Pointing and labeling entries
* Start *

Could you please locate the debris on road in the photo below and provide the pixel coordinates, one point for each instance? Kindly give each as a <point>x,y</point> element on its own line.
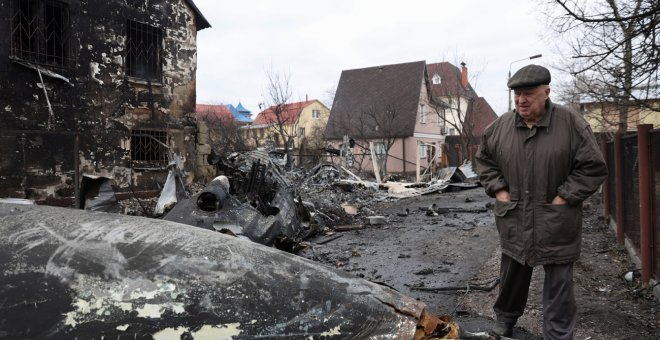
<point>82,274</point>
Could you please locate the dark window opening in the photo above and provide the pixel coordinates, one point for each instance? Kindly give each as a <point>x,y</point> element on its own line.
<point>41,32</point>
<point>143,48</point>
<point>149,148</point>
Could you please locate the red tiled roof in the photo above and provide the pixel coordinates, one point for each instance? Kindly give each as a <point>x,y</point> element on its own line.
<point>290,113</point>
<point>215,112</point>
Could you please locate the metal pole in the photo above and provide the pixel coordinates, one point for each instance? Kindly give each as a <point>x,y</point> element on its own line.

* End *

SHORT TASK:
Please rewrite the records from the line containing "Could you please locate the red" through the end, changing "metal pole" to "street lamp" and leaving everything else as it is.

OUTPUT FOR THIS TASK:
Could you please locate the red tiled roof in the photo above and provide the pixel coordinates, one point for each instance? Kindly give each as a <point>x,y</point> element on its own line.
<point>290,113</point>
<point>215,112</point>
Could you please locate the street lamp in the photo above and provide the pixel coordinates, one point for each instance? Kindly give each as a <point>x,y</point> element on its own line.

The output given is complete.